> Texto selecionado:
────────
Muitas das falhas detectadas desde o arranque do novo mapa judiciário na plataforma informática Citius, que faz a gestão dos processos judiciais, já tinham sido referidas numa auditoria da Inspecção-Geral das Finanças (IGF).

A auditoria, citada pelo jornal i, concluiu que a Justiça não tinha recursos humanos com um “conhecimento profundo” do sistema, que a plataforma era lenta e que a rede de comunicações era insuficiente – estas conclusões foram tiradas ainda antes de ser necessário fazer a migração electrónica de mais de 3,2 milhões de documentos e de 20 milhões de actos processuais, como aconteceu com o novo mapa judiciário que arrancou a 1 de Setembro.

Num resumo do relatório publicado no seu site, a IGF explica que a auditoria teve como objectivo avaliar a “eficácia dos investimentos realizados no âmbito do Citius e o respectivo modelo de preservação da informação”. De acordo com o documento, os problemas identificados não estão directamente no Citius enquanto sistema mas sim na lentidão causada pela insuficiente rede de comunicações.

Sobre os recursos humanos, o relatório da IGF refere que o Instituto de Gestão Financeira e Equipamentos da Justiça e a Direcção-Geral da Administração da Justiça (DGAJ) demonstraram não ter pessoas “com um conhecimento profundo e aprofundado do sistema”. Referia-se também que o “reduzido número de recursos humanos” da anterior equipa e a necessidade de resposta rápida levou “à renúncia das melhores práticas de programação”.

Nas conclusões, é também referido que o investimento de 1,4 milhões de euros (sem IVA) “na melhoria do Citius, do qual resultou a versão Citius (Plus), teve poucos resultados positivos, limitando-se à resolução de alguns problemas de segurança”. “O custo mensal com a equipa de desenvolvimento do Citius, constituída por 11 elementos pertencentes aos quadros da DGAJ, é substancialmente inferior ao custo incorrido com a contratação de serviços externos para a manutenção e evolução do Citius”, lê-se nas conclusões da auditoria.

No que diz respeito a recomendações, a IGF considera que “é indispensável considerar não só o custo mas também a estabilidade do sistema actual, os problemas e os estrangulamentos reportados, bem como o cumprimento das normas da protecção e segurança da informação”, pelo que insiste na importância de existir “uma equipa de programadores estável e uma gestão adequada da evolução dos sistemas de informação (mediante uma gestão de projectos profissionalizada)”. Sobre o mesmo ponto, a auditoria recomenda que “a manutenção e operação de outros subsistemas da justiça, a operar directamente sobre a plataforma Citius, passem a estar na dependência directa da equipa do Citius”.
────────
> Material:
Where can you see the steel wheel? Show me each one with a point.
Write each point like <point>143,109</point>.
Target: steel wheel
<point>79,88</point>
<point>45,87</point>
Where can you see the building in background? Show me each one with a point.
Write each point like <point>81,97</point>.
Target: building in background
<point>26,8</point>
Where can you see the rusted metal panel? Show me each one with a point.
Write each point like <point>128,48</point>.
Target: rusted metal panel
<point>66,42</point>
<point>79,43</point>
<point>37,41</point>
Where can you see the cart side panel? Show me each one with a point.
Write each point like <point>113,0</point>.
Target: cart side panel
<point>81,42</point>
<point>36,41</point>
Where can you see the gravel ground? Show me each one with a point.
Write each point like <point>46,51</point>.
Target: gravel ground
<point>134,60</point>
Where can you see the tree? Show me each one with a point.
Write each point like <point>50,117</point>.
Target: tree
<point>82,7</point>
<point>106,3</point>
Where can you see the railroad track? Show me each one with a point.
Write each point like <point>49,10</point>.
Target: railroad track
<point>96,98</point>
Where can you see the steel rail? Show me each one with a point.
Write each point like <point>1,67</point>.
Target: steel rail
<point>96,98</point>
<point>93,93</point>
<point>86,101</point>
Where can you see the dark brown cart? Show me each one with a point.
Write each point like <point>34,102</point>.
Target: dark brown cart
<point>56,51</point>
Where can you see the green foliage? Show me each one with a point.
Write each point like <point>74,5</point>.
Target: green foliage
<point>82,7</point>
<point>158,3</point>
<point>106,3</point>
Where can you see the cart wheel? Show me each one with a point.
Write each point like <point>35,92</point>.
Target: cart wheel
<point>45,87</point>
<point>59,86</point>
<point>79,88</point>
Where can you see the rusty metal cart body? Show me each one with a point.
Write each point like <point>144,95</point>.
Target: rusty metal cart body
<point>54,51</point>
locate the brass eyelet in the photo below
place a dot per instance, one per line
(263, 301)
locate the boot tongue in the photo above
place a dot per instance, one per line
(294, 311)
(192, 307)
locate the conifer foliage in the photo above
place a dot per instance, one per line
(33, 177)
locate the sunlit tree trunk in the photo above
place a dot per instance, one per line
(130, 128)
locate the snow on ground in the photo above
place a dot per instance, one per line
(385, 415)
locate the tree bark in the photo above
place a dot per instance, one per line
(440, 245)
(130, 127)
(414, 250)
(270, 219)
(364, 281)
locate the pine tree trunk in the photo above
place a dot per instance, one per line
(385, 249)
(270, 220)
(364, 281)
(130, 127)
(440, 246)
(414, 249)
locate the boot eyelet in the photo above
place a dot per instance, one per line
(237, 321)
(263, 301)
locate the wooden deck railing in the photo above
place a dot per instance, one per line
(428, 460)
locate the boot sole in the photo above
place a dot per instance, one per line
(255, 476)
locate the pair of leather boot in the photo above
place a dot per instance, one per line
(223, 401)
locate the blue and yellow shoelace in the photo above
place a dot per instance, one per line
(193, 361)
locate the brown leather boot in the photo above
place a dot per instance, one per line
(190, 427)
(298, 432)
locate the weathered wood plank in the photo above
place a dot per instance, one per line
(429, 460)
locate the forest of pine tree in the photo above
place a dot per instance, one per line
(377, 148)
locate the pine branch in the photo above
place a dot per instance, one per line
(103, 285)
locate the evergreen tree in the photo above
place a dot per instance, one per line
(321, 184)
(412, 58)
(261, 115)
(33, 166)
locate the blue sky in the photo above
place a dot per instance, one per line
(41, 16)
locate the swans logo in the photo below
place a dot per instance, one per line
────────
> Tarefas propostas:
1) Indique, por favor, se cada afirmação concorda com o texto sobre a auditoria ao Citius, respondendo sim ou não e citando as palavras do texto que o decidem: (a) as conclusões da auditoria foram tiradas depois da migração electrónica dos documentos para o novo mapa judiciário; (b) segundo a IGF, os problemas identificados resultam sobretudo da lentidão causada pela rede de comunicações; (c) a equipa de desenvolvimento do Citius era formada por 11 elementos dos quadros da DGAJ.
2) Reescreva o trecho do texto sobre a auditoria ao Citius que começa em "Muitas das falhas" e termina em "1 de Setembro.", trocando "mapa judiciário" por "regime judiciário".
3) Retome o texto sobre a auditoria ao Citius e continue-o a partir da última frase apresentada.

> Resultados das tarefas:
1)
(a) Não: "estas conclusões foram tiradas ainda antes de ser necessário fazer a migração electrónica de mais de 3,2 milhões de documentos e de 20 milhões de actos processuais"
(b) Sim: "os problemas identificados não estão directamente no Citius enquanto sistema mas sim na lentidão causada pela insuficiente rede de comunicações"
(c) Sim: "constituída por 11 elementos pertencentes aos quadros da DGAJ"

2)
Muitas das falhas detectadas desde o arranque do novo regime judiciário na plataforma informática Citius, que faz a gestão dos processos judiciais, já tinham sido referidas numa auditoria da Inspecção-Geral das Finanças (IGF).

A auditoria, citada pelo jornal i, concluiu que a Justiça não tinha recursos humanos com um “conhecimento profundo” do sistema, que a plataforma era lenta e que a rede de comunicações era insuficiente – estas conclusões foram tiradas ainda antes de ser necessário fazer a migração electrónica de mais de 3,2 milhões de documentos e de 20 milhões de actos processuais, como aconteceu com o novo regime judiciário que arrancou a 1 de Setembro.

3)
Os alertas sobre as fragilidades do Citius também terão chegado há dois anos à ministra da Justiça, Paula Teixeira da Cruz, através de um documento enviado pela equipa que criou a plataforma informática. O Diário de Notícias desta quarta-feira explica que desde Junho de 2012 que a tutela sabia que o sistema corria o risco de colapso, informação que foi dada num documento intitulado “Planeamento para a Reorganização do Mapa Judiciário” e que tinha um total de 43 páginas. Contactado pelo PÚBLICO, o Ministério da Justiça diz não ter registo de entrada nos serviços de tal relatório.

O documento, explica o mesmo jornal, apresentava mesmo três cenários possíveis para adaptar o Citius às 23 comarcas do país. Só que algum tempo depois, em Fevereiro de 2013, os dez elementos da equipa demitiram-se alegando esvaziamento das funções. A ministra não quis comentar nenhum dos documentos.

Desde o arranque do novo mapa judiciário que as denúncias sobre a inoperacionalidade da plataforma informática se sucedem, com a Ordem dos Advogados a anunciar que vai pedir ao primeiro-ministro "o apuramento da responsabilidade" da ministra da Justiça na "paralisação dos tribunais" e solicitar a sua intervenção para, por via legislativa, suspender os prazos processuais até restabelecimento do sistema.

Na última semana, a Associação Sindical dos Juízes Portuguese e o Sindicato dos Magistrados do Ministério Público pediram explicações ao Ministério da Justiça sobre as falhas no Citius, tendo o Sindicato dos Funcionários Judiciais pedido que a ministra demita os responsáveis do Instituto de Gestão Financeira e Equipamentos da Justiça, que gere o sistema informático.

Na sexta-feira, também a Direcção-Geral da Administração da Justiça (DGAJ) pediu a todos os utilizadores do Citius que não pratiquem "quaisquer actos no sistema informático" e que salvaguardem, "em sistema digital autónomo, todos os actos praticados após 1 de Setembro".